## [Instructions]
1. Answer these questions about the blog excerpt, one line each:
(a) How many pages long does the writer say the novel is?
(b) Who won Literary Death Match's third San Diego appearance?
(c) How old was Murakami when he sat in the outfield and realized he could write a novel?
2. Sum up the blog excerpt in three sentences.
3. Carry on the blog excerpt about writing a novel from where it stops.

Sometimes, however, I get asked the question and I have to say something.

The next tactic is to then be flip: "It's about 438 pages."

And if that doesn't satisfy I start rambling: "It's about a family, there are multiple points of view, lots of characters, it takes place in Los Angeles, in 1999, the key thing about the family, though, is the daughter who..."

And I start to get down on myself. I should have my go-to elevator pitch description (you know, something like: It's a heart-warming story of a boy's coming of age in World War 2-era Kansas.). It should be brief. It should be compelling. But because my novel is 438 pages (the number goes up or down on a daily basis) it's hard to distill a coherent summation into a tiny, easily digestible sound bite.

Part of it, too, I know, is not wanting to talk about my novel until it's done. I'm superstitious that way.

So maybe, hopefully, when it's done, I'll have a little distance and be able to better summarize what my novel is about. I won't ramble on so much.

Hopefully. Maybe.

Saturday, October 22, 2011

Literary Death Match, San Diego, Episode 3

On Tuesday night, Literary Death Match, courtesy of Todd Zuniga/Opium Magazine and So Say We All, made its third San Diego appearance.

Congrats to the most excellent and radiant Heather Fowler, who emerged victorious. Well done, Heather.

The superb and stylish Jim Ruland was also a judge. It’s worth noting that at last year's LDM in SD, Jim resoundingly kicked my ass (and by that I mean we both read and he won the round, eventually going on to become the night’s winner).

It was great to see some familiar faces as well as meet some new writers (yes, I don't get out enough).

And I think I’ll have to stop saying there isn't much of a writing scene/community in San Diego. Because, actually, there is.

Friday, October 21, 2011

He Realized, Suddenly, That He Could Write a Novel

From this weekend's New York Times Magazine profile of Haruki Murakami:

"His career as a writer began in classic Murakami style: out of nowhere, in the most ordinary possible setting, a mystical truth suddenly descended upon him and changed his life forever. Murakami, age 29, was sitting in the outfield at his local baseball stadium, drinking a beer, when a batter — an American transplant named Dave Hilton — hit a double. It was a normal-­enough play, but as the ball flew through the air, an epiphany struck Murakami. He realized, suddenly, that he could write a novel. He had never felt a serious desire to do so before, but now it was overwhelming. And so he did: after the game, he went to a bookstore, bought a pen and some paper and over the next couple of months produced Hear the Wind Sing,
a slim, elliptical tale of a nameless 21-year-old narrator, his friend called the Rat and a four-fingered woman. Nothing much happens, but the Murakami voice is there from the start: a strange broth of ennui and exoticism."

Tuesday, October 18, 2011

Note to Myself About the Novel Chapter I'm Currently Working On

More energy. Ha!

More voice.

More happening in the moment.

Not so much exposition and essay-ish stuff.

## [Data block]
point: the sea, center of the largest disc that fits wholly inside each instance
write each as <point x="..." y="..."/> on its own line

## [Responses by task]
1.
(a) About 438 pages.
(b) Heather Fowler.
(c) 29.

2. The writer struggles to give a brief, compelling description of a 438-page novel, partly from superstition about discussing it before it's finished, and hopes to summarize it better once it's done. A post on Literary Death Match's third San Diego appearance congratulates winner Heather Fowler and concedes that San Diego does have a writing scene after all. Later posts quote a New York Times Magazine account of Murakami realizing at a baseball game that he could write a novel, and list notes for a chapter in progress: more energy, more voice, more happening in the moment, and less exposition.

3.
Something happening now.

Something with neighbors?

Sounds?

Someone knocks?

Monday, October 17, 2011

The Emotional and Psychological Stuff That You Can't Shake Off

The last paragraph of Jeffrey Eugenides' "How I Learned to Stop Worrying and Write 'The Marriage Plot'":

"That’s the intellectual background of The Marriage Plot. But you don’t write a novel from an idea, or at least I don’t. You write a novel out of the emotional and psychological stuff that you can’t shake off, or don’t want to. For me, this had to do with memories with being young, bookish, concupiscent, and confused. Safely in my 40s, married and a father, I could look back on the terrifying ecstasy of college love, and try to re-live it, at a safe distance. It was deep winter in Chicago when all this happened. Every day I looked out my office window at snow swirling over Lake Michigan. After separating the two books, I put one in a drawer and kept the other on my desk. I ran off with The Marriage Plot and didn’t look back. I changed completely, became a different person, a different writer; I started a new life with a new love, and all without ever leaving home.
"

(Looking forward to reading Eugenides' latest novel, which is currently on its way to my house.)

Friday, October 7, 2011

The Quotable DeLillo

"It's tougher to be a young writer today than when I was a young writer. I don't think my first novel would have been published today as I submitted it. I don't think an editor would have read 50 pages of it. It was very overdone and shaggy, but two young editors saw something that seemed worth pursuing and eventually we all did some work on the book and it was published. I don't think publishers have that kind of tolerance these days, and I guess possibly as a result, more writers go to writing class now than then. I think first, fiction, and second, novels, are much more refined in terms of language, but they may tend to be too well behaved, almost in response to the narrower market."

Wall Street Journal interview, January 29, 2010

Will He Run?

Sunday, September 11, 2011

Henry's Story

Henry: "Can I tell you a story, Daddy?"

Me: "Sure."


Henry: "Three little pigs."


(Pause.)


Me: "Is that the story?"


Henry: "Yes. The end."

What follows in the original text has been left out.